• [TASKS FOR THIS EXERCISE]:
[1] Quote the passage of the Havc-m4d summary that starts with the words containing "Harmful Visual Content" and ends with "four benchmark datasets.".
[2] Answer these questions from the Havc-m4d summary.
(a) What kind of learning does Havc-m4d use to extract manipulation and intention features?
(b) On how many benchmark datasets does the method improve detection?
(c) What type of synthetic manipulations does the method rely on for domain adaptation?

• [TEXT SHOWN]:
((
Harmful Visual Content Manipulation Matters in Misinformation Detection Under Multimedia Scenarios
This paper tackles multimodal misinformation detection by distinguishing between harmful and harmless visual content manipulation—a nuance often overlooked by existing methods. The authors propose Havc-m4d, a framework that extracts manipulation and intention features using weakly-supervised positive-unlabeled (PU) learning to overcome the lack of ground-truth manipulation labels. By treating real articles with manipulated visuals as likely harmless and fake articles as potentially harmful, the method introduces intention-aware cues that consistently improve detection across four benchmark datasets.
Havc-m4d presents a compelling extension of multimodal misinformation detection by formalizing the distinction between harmful and harmless image manipulation as a PU learning problem. The method is technically sound and demonstrates consistent empirical gains, though its reliance on synthetic copy-move manipulations for domain adaptation and heuristic assumptions about real-news intentions may limit generalization to sophisticated adversarial settings.
))
• [MATERIAL PROVIDED]:
((
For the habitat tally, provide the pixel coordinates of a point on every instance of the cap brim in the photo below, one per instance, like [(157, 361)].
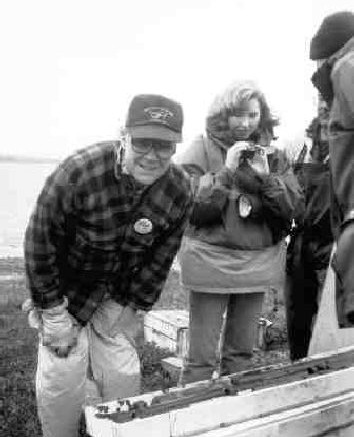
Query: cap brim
[(157, 132)]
))
• [ANSWERS TO EACH TASK]:
[1]
Harmful Visual Content Manipulation Matters in Misinformation Detection Under Multimedia Scenarios
This paper tackles multimodal misinformation detection by distinguishing between harmful and harmless visual content manipulation—a nuance often overlooked by existing methods. The authors propose Havc-m4d, a framework that extracts manipulation and intention features using weakly-supervised positive-unlabeled (PU) learning to overcome the lack of ground-truth manipulation labels. By treating real articles with manipulated visuals as likely harmless and fake articles as potentially harmful, the method introduces intention-aware cues that consistently improve detection across four benchmark datasets.

[2]
(a) Weakly-supervised positive-unlabeled (PU) learning
(b) Four
(c) Copy-move manipulations